__Instructions to follow__: Copy out exactly the lines from the line containing "Exercise. Tag every instance of the ear" to the end of the listing.

== Exercise inputs

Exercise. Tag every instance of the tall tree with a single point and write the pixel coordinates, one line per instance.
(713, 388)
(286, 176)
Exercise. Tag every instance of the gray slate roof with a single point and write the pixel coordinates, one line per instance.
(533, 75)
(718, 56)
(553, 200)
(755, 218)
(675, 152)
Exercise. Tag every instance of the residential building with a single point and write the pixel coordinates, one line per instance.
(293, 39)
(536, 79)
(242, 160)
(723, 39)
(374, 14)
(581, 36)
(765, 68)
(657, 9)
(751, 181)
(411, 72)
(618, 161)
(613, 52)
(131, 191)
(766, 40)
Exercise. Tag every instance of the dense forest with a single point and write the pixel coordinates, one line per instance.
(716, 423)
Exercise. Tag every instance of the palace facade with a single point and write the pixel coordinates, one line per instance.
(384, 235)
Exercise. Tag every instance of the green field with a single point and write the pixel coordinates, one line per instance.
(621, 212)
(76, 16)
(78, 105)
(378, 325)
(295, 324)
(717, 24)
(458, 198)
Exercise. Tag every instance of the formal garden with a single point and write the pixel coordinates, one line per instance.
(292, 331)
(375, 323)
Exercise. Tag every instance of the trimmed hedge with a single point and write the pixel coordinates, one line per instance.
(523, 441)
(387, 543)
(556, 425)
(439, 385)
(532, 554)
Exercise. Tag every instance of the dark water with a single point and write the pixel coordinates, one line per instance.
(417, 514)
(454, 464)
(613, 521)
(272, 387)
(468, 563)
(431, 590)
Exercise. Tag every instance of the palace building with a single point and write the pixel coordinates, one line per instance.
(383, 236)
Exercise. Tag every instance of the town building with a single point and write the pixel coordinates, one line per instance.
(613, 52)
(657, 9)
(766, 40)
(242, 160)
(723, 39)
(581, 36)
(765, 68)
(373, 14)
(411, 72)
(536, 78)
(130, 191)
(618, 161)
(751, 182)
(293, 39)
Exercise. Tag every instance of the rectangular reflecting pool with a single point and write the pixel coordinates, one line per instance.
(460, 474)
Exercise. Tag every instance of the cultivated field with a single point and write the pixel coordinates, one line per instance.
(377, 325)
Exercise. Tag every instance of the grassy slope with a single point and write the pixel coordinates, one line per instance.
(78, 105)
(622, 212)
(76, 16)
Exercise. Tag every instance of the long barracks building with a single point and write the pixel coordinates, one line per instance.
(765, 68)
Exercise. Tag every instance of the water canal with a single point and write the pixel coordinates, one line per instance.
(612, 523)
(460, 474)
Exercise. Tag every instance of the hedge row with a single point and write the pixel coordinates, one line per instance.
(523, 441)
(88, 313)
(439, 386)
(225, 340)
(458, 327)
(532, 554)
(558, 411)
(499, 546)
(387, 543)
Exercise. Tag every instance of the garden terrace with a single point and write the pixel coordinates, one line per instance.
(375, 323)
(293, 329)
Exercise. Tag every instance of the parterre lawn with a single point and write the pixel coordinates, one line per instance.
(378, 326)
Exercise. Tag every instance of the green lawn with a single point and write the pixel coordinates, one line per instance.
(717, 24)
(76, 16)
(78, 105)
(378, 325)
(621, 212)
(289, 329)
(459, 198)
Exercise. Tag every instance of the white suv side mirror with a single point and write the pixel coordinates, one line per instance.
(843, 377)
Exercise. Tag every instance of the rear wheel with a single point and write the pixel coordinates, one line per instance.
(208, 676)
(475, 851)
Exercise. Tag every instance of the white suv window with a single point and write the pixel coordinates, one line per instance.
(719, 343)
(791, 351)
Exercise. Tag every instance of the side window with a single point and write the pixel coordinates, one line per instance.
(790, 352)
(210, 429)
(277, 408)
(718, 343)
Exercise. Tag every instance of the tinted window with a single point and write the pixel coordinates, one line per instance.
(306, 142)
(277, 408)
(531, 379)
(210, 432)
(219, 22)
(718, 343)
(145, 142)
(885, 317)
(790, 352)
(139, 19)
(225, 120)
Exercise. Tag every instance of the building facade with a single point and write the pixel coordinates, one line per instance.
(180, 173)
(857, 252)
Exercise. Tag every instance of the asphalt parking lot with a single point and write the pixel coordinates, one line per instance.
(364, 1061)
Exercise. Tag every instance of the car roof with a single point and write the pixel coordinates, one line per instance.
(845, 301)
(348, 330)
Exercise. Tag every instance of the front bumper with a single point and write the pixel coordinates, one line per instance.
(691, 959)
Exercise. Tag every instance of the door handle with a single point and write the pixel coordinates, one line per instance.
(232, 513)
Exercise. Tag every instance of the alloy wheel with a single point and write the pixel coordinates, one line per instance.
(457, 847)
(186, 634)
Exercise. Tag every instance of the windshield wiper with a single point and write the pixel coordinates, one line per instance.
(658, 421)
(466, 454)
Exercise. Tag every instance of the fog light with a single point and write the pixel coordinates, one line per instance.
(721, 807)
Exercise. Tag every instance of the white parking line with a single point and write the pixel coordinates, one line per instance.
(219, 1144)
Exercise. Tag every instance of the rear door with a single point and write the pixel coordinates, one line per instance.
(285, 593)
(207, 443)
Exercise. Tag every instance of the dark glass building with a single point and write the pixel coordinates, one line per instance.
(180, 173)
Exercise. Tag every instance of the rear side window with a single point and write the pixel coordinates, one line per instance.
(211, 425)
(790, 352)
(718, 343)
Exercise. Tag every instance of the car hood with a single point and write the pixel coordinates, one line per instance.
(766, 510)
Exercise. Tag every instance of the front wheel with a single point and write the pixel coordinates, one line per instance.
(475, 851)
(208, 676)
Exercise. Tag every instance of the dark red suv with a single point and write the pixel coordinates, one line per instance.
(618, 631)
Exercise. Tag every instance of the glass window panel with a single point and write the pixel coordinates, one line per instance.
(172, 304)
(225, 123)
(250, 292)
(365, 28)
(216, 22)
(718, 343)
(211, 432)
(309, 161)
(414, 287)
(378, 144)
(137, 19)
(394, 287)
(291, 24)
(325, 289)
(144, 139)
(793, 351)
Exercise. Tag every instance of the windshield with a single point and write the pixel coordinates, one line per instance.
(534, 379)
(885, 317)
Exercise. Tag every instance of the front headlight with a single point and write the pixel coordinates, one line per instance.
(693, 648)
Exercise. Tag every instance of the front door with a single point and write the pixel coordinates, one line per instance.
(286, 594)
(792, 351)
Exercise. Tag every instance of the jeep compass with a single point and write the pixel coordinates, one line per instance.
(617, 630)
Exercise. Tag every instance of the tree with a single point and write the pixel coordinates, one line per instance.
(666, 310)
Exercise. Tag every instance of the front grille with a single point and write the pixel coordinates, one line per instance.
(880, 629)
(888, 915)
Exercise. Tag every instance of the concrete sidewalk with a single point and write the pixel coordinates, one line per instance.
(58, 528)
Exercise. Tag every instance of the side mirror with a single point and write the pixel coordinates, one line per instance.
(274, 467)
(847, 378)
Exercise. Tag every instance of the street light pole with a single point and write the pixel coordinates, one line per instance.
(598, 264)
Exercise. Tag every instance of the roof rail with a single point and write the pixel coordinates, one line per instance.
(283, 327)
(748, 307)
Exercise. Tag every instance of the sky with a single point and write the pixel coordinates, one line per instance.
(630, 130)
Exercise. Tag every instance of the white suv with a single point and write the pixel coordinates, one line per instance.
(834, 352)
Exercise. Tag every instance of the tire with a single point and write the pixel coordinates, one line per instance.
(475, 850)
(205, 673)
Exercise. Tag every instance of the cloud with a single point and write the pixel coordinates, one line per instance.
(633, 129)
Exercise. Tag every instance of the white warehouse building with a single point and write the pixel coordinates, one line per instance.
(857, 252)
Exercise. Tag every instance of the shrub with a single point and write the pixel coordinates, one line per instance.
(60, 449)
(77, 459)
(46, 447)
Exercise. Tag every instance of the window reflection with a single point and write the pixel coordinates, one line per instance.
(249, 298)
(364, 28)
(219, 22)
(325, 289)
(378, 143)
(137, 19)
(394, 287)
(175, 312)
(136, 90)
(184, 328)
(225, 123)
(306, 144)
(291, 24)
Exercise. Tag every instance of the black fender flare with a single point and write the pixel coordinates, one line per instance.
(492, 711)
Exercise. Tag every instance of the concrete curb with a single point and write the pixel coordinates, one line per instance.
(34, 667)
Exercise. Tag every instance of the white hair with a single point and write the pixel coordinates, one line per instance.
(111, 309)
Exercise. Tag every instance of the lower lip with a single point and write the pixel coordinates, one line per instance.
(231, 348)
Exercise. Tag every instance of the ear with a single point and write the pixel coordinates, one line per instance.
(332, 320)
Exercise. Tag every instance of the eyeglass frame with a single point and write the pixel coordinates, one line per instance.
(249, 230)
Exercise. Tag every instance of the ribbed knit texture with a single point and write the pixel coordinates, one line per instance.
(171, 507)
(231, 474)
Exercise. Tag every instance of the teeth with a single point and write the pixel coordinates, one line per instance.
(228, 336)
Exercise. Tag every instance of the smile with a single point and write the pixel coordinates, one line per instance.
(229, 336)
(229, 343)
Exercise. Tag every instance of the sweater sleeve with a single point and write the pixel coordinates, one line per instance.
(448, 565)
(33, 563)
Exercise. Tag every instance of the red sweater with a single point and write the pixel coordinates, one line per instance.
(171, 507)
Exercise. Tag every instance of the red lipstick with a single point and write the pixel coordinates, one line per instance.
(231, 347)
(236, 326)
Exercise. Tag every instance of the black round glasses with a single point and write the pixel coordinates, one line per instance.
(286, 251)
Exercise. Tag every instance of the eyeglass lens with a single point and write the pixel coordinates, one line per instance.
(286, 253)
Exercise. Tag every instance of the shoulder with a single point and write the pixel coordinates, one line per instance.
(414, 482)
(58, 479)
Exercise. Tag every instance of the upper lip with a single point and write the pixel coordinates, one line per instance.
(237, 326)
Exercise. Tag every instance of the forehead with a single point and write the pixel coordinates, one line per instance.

====

__The result__:
Exercise. Tag every instance of the ear with a single point and write the pixel coordinates, one line per instance.
(332, 320)
Exercise. Tag every instance of the eyeglass frame with a single point and write the pixel coordinates, one line per instance.
(249, 230)
Exercise. Tag every instance of the ribbed knit texture with a single point and write the pixel coordinates, one line per instance.
(171, 507)
(231, 474)
Exercise. Tag every instance of the teeth with a single point and write the pixel coordinates, one line per instance.
(228, 336)
Exercise. Tag every instance of the smile with a single point and write the pixel coordinates, one line per instance.
(229, 336)
(229, 343)
Exercise. Tag every instance of the sweater sleeve with a single point and write the pixel coordinates, one line per instance.
(448, 565)
(33, 563)
Exercise. Tag every instance of the red sweater with a single point and write the pixel coordinates, one line per instance.
(171, 507)
Exercise. Tag every instance of the red lipstick with a single point and write the pixel coordinates, one line per instance.
(231, 347)
(236, 326)
Exercise. Tag every instance of the black round glasses with a single point and write the pixel coordinates, one line per instance.
(286, 251)
Exercise. Tag every instance of the eyeglass lens with a single point and write the pixel coordinates, one line per instance.
(286, 253)
Exercise. Tag every instance of the shoulder with a single point and write the pixel coordinates, one line per instance.
(414, 482)
(58, 479)
Exercise. Tag every instance of the upper lip with a single point and write the pixel coordinates, one line per instance.
(237, 326)
Exercise. Tag every instance of the forehead with a single point and write the pixel coordinates, one line per instance.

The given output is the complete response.